- [WORK ORDER]: Would you output the entries below only from the line containing "object | bird's foot" through the line containing "object | flying adult swallow", exactly as they stand and with both ends included?

- [GIVEN INFORMATION]:
····················

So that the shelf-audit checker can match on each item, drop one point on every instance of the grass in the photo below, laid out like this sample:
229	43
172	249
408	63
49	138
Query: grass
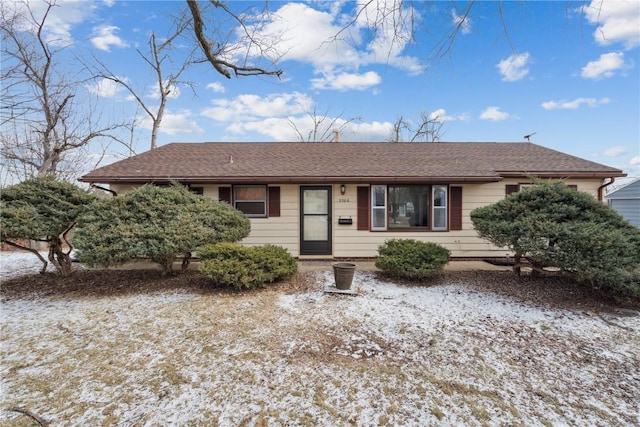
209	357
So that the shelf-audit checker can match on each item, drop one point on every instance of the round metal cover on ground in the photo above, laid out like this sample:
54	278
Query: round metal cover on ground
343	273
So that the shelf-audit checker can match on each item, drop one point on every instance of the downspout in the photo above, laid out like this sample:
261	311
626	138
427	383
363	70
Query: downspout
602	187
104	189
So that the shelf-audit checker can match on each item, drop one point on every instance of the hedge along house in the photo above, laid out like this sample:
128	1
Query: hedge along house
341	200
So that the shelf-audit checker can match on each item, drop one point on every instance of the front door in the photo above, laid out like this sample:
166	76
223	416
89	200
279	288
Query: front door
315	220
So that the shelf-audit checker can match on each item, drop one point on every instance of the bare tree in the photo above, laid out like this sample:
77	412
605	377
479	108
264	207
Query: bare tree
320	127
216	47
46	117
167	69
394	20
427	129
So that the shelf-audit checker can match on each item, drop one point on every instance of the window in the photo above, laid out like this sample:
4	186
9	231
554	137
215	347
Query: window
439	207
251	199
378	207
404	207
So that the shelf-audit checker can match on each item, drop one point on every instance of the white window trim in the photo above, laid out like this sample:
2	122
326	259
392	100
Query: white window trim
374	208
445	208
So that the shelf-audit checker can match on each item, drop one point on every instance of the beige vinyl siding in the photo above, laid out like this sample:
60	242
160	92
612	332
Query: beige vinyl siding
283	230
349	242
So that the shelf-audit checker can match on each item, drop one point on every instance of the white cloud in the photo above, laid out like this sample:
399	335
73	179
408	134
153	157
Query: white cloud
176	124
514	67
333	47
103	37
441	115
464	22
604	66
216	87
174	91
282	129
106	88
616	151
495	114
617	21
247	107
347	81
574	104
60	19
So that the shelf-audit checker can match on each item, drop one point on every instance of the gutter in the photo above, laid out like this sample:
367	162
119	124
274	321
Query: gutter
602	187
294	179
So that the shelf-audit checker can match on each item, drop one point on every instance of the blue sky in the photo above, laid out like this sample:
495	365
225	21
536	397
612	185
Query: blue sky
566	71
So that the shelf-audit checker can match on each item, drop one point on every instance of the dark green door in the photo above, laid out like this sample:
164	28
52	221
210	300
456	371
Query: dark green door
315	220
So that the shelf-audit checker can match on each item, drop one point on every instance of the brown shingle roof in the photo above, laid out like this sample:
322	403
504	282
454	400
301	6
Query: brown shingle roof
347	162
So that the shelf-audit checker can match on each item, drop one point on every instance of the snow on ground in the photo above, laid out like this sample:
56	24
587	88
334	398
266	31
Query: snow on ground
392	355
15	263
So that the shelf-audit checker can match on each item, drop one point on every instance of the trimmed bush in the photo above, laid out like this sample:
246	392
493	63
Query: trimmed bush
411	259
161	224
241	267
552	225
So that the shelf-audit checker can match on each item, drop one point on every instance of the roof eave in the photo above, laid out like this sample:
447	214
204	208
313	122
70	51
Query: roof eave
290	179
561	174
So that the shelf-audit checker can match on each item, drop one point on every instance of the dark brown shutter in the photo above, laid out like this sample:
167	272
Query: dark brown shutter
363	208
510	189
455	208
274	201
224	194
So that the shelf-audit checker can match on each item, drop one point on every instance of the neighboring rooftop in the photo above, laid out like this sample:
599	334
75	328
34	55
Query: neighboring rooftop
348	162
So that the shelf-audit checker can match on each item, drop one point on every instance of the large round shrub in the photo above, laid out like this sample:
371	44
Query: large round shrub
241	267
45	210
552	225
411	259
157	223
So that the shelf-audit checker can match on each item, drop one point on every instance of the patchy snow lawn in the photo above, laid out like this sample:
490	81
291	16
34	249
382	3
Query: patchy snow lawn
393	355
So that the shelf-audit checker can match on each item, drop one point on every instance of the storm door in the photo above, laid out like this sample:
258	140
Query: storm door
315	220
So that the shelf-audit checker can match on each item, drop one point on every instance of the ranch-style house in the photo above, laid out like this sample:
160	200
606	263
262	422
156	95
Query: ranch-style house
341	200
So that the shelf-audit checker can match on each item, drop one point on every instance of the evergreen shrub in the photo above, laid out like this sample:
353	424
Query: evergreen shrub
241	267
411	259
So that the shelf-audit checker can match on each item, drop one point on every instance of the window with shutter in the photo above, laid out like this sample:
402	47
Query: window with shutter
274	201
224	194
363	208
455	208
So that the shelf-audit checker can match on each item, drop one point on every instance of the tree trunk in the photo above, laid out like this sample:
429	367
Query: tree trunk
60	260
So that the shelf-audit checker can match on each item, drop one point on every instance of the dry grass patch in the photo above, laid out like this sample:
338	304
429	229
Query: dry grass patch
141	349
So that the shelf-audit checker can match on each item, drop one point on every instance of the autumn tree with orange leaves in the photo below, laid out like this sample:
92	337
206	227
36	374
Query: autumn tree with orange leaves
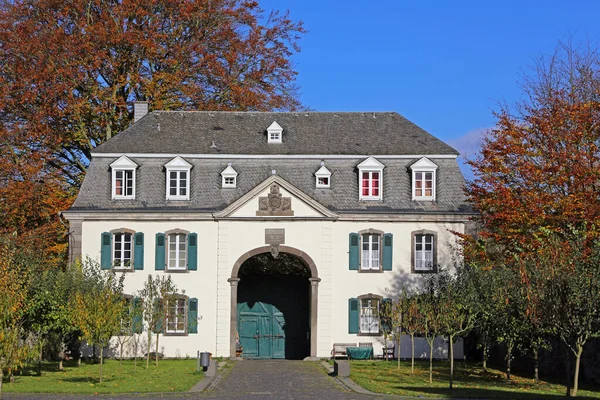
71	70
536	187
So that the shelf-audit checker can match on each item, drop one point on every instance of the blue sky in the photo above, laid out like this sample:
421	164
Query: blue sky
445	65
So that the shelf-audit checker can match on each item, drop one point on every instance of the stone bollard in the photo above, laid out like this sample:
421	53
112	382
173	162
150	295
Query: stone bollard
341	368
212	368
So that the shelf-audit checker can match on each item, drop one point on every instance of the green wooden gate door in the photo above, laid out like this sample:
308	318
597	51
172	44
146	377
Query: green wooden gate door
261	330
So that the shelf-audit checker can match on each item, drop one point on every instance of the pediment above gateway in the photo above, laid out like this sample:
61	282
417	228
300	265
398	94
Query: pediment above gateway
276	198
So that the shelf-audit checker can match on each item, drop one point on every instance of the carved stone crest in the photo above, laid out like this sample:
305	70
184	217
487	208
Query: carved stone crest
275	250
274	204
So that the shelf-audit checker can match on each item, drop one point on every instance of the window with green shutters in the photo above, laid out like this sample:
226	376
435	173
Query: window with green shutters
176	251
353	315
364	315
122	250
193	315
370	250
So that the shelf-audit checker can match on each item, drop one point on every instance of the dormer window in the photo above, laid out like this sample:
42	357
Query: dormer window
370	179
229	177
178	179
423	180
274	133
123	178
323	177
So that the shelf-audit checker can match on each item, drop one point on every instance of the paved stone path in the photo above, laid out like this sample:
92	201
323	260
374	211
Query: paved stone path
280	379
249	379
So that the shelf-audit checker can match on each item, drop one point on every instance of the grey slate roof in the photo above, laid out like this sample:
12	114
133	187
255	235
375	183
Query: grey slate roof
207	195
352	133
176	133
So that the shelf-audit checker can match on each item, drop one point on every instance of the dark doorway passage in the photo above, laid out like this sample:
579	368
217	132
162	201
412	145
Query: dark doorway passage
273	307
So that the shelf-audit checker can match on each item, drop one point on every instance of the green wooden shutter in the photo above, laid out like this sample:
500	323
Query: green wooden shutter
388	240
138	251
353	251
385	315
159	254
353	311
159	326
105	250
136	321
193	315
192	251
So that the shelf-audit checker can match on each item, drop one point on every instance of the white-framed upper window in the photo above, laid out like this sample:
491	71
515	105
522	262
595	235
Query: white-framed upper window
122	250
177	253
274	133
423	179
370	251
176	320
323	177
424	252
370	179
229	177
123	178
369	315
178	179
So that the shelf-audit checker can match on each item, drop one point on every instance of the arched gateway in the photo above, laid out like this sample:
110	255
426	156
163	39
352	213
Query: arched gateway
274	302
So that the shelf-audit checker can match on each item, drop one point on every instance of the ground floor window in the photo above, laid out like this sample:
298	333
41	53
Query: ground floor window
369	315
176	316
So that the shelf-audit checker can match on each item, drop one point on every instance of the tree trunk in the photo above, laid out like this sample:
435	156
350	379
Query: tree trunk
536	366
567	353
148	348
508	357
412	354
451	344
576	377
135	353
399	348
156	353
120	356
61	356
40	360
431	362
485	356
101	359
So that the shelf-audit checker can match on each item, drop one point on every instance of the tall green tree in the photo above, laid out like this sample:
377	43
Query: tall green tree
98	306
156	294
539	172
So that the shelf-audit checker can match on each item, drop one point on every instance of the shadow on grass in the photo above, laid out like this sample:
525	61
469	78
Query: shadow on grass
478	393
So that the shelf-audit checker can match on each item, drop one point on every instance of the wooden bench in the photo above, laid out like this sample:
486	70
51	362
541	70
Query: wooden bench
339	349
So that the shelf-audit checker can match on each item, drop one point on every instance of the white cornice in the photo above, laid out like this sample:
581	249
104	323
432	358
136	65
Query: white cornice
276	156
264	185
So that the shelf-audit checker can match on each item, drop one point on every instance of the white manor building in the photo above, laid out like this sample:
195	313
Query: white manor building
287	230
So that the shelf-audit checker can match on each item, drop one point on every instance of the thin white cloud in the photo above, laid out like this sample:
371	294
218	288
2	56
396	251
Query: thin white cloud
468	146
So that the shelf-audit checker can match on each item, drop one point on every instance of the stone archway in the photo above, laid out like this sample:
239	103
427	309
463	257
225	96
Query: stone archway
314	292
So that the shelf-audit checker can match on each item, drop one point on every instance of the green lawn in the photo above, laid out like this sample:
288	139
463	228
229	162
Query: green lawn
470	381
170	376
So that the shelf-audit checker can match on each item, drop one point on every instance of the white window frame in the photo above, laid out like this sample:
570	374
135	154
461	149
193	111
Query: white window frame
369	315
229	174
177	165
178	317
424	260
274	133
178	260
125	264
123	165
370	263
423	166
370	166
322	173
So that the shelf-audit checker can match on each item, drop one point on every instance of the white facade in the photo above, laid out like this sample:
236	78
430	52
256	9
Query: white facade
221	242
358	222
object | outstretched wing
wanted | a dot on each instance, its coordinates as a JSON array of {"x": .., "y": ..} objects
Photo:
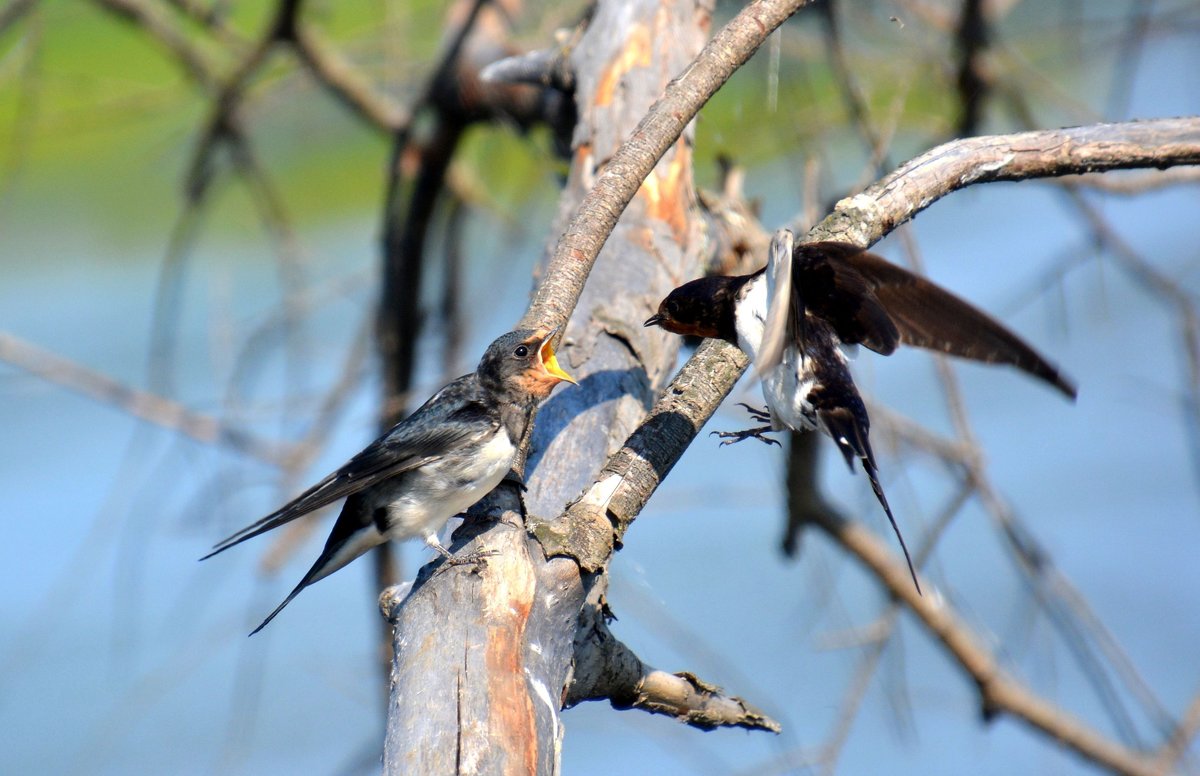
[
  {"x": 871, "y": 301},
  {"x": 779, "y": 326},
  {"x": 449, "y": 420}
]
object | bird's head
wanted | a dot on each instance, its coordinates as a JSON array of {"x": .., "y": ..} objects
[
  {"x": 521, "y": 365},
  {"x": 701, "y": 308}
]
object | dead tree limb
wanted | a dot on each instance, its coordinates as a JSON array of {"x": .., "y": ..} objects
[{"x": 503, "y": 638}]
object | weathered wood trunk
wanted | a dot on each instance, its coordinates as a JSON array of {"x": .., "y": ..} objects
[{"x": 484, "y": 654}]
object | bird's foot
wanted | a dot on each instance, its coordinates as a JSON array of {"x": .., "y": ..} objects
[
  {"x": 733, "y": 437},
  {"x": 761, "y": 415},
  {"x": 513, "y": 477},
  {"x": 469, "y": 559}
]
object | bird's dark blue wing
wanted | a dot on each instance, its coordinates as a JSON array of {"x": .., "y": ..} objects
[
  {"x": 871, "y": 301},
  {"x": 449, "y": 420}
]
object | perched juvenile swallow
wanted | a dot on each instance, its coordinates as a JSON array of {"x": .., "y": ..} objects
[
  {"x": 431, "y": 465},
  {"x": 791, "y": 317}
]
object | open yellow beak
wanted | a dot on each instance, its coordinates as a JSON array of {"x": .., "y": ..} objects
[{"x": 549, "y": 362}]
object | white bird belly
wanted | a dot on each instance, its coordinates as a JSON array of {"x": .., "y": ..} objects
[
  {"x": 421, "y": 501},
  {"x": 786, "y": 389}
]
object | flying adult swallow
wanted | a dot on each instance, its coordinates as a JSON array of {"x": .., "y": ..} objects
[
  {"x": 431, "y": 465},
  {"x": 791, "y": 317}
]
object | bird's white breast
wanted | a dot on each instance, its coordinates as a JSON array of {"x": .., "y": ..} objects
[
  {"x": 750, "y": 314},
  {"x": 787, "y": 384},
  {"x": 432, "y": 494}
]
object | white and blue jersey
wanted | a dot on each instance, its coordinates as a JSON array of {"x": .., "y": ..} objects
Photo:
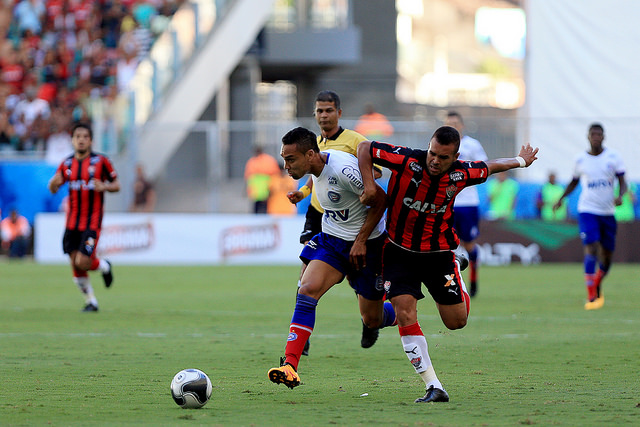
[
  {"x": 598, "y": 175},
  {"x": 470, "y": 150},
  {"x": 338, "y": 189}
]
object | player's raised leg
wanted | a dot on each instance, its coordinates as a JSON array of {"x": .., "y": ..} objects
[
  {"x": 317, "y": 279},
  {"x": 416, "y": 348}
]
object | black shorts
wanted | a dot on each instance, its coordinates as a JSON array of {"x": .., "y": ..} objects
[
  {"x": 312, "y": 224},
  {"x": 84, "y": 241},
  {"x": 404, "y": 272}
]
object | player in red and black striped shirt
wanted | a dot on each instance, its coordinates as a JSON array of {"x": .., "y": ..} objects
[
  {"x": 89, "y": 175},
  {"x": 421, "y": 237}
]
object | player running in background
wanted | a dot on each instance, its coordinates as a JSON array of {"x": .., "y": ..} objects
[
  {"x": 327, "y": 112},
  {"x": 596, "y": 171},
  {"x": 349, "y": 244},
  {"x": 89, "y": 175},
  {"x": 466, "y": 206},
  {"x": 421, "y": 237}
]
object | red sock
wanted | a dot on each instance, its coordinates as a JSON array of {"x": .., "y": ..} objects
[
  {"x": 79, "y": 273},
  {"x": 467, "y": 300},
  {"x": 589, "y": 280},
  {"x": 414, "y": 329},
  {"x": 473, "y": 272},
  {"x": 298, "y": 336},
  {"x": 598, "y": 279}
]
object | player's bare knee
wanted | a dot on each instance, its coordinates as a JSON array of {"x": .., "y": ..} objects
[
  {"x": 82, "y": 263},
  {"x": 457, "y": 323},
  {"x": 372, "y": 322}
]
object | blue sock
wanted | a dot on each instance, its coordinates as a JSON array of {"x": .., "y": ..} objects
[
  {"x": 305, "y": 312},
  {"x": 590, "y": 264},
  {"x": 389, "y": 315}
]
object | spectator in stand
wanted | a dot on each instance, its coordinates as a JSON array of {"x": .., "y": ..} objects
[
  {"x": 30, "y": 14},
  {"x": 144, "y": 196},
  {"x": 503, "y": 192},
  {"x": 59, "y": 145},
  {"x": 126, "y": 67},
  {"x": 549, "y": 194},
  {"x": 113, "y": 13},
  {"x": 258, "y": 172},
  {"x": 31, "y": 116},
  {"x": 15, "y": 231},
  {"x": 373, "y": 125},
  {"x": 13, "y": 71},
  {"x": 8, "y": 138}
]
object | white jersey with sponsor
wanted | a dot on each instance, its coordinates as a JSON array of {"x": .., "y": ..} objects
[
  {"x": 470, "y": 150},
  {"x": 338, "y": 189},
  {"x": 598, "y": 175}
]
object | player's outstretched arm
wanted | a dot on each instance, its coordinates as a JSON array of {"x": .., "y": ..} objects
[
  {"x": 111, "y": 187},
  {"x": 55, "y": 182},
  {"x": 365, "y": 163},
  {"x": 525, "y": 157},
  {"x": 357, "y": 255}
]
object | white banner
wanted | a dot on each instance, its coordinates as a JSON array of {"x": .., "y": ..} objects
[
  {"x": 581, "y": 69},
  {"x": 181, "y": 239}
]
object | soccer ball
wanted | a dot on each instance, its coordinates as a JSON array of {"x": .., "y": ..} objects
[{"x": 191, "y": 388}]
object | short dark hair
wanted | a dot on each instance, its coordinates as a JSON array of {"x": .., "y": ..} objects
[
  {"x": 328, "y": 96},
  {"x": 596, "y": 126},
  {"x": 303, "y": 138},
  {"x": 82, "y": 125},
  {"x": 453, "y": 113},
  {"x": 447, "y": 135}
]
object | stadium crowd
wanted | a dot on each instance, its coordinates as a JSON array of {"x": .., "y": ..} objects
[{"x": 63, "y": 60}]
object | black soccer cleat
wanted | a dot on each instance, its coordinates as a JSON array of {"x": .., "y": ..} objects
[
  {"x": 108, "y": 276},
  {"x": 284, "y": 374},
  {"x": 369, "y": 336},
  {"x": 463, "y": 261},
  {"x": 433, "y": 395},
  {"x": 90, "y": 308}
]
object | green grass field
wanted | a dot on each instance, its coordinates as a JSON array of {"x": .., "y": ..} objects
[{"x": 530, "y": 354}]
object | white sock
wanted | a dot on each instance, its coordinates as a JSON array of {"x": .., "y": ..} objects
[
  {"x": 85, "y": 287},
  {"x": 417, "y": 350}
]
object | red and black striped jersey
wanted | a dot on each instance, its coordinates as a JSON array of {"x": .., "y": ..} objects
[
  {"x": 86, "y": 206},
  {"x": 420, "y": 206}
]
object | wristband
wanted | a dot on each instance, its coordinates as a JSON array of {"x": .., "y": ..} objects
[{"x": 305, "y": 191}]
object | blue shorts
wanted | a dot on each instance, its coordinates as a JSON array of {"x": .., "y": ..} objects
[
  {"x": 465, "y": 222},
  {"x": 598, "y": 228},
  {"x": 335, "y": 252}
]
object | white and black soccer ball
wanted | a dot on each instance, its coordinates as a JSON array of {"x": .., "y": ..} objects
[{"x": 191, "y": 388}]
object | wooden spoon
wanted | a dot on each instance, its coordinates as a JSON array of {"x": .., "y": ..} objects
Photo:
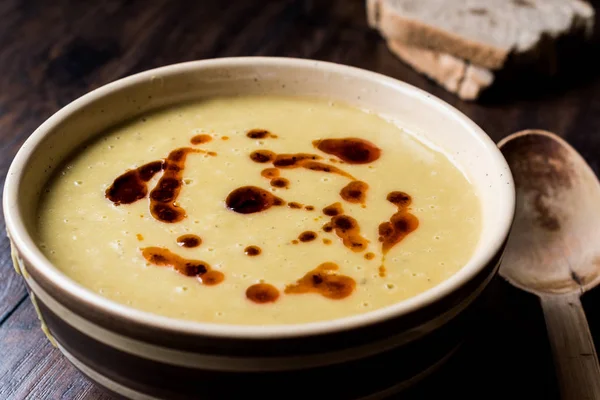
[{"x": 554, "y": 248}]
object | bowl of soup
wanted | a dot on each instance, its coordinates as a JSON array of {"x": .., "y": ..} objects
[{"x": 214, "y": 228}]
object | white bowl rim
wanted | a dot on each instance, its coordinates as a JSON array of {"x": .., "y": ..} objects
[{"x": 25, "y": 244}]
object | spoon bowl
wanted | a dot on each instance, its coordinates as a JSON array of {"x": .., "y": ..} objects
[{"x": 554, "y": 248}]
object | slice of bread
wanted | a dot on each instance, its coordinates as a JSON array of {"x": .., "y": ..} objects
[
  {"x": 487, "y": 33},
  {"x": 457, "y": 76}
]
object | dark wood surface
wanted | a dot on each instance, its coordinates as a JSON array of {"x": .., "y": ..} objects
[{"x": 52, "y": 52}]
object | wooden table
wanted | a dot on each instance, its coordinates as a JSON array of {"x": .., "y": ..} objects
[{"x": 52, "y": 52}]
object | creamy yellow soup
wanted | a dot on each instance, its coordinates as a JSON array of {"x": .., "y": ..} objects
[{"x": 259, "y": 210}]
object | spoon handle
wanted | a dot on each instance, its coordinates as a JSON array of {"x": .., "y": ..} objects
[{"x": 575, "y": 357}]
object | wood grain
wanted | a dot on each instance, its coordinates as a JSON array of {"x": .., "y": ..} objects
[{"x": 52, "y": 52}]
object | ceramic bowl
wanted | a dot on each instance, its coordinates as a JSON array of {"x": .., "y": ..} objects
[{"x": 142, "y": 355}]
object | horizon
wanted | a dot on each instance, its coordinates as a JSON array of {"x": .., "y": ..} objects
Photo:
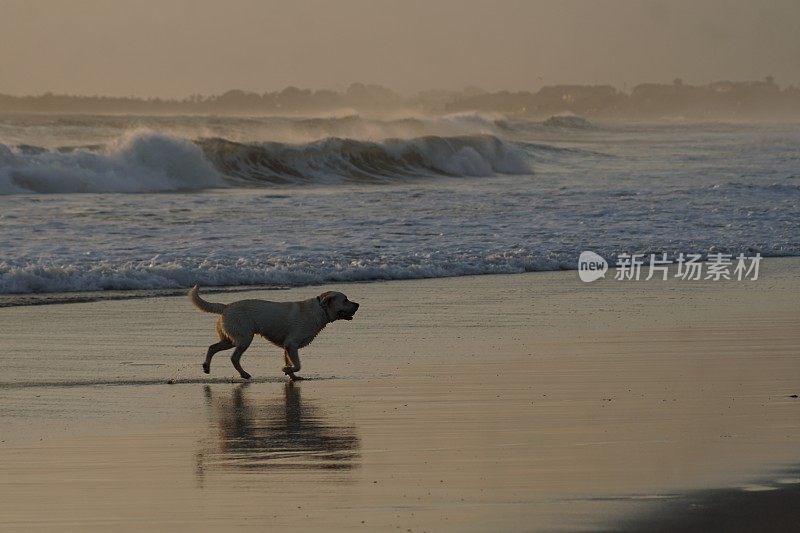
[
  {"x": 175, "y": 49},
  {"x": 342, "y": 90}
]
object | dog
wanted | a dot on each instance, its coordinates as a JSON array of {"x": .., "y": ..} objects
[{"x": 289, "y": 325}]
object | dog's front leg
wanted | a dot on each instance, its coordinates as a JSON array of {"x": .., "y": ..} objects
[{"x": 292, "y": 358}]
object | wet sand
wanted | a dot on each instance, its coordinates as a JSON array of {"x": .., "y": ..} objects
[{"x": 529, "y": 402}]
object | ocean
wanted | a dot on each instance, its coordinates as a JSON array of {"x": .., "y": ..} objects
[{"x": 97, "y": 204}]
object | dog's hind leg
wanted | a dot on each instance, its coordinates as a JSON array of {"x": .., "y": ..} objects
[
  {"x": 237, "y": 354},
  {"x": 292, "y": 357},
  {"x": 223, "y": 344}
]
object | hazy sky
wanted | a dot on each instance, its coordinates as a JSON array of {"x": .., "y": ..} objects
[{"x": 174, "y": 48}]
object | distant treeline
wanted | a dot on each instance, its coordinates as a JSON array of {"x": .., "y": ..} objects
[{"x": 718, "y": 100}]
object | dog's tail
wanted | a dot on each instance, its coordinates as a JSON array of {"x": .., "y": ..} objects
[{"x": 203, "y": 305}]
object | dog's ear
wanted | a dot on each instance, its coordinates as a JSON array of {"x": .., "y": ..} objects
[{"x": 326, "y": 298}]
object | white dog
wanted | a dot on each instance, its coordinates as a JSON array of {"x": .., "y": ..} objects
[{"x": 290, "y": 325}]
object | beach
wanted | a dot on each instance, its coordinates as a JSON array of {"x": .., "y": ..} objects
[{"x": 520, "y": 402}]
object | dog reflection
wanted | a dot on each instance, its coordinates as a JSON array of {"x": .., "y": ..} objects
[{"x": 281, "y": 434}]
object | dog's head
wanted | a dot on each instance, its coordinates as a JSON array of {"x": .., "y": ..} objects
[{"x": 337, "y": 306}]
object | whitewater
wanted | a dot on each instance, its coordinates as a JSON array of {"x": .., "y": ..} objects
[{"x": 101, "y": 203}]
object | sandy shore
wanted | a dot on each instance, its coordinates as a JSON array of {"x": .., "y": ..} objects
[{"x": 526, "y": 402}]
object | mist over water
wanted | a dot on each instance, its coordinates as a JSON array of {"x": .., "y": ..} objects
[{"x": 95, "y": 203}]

····················

- [PROBLEM SOLUTION]:
object | bird's foot
wanted | a dot on each instance, its coordinates as a JSON array of {"x": .., "y": ..} objects
[
  {"x": 733, "y": 437},
  {"x": 761, "y": 415},
  {"x": 513, "y": 477},
  {"x": 469, "y": 559}
]
object | bird's dark blue wing
wanted | a dot on each instance, its coordinates as a JSON array of {"x": .., "y": ..} objects
[
  {"x": 871, "y": 301},
  {"x": 449, "y": 420}
]
object | perched juvenile swallow
wanted | a dot on each instance, its coordinates as a JSON array of {"x": .., "y": ..} objects
[
  {"x": 431, "y": 465},
  {"x": 791, "y": 317}
]
object | open yellow beak
wanted | a dot on each instance, its coordinates as a JSON array of {"x": .., "y": ..} objects
[{"x": 549, "y": 362}]
object | white bird belly
wanted | a dot on each instance, its coordinates as a JSON array of {"x": .., "y": ..} objects
[
  {"x": 421, "y": 501},
  {"x": 786, "y": 389}
]
object | flying adult swallow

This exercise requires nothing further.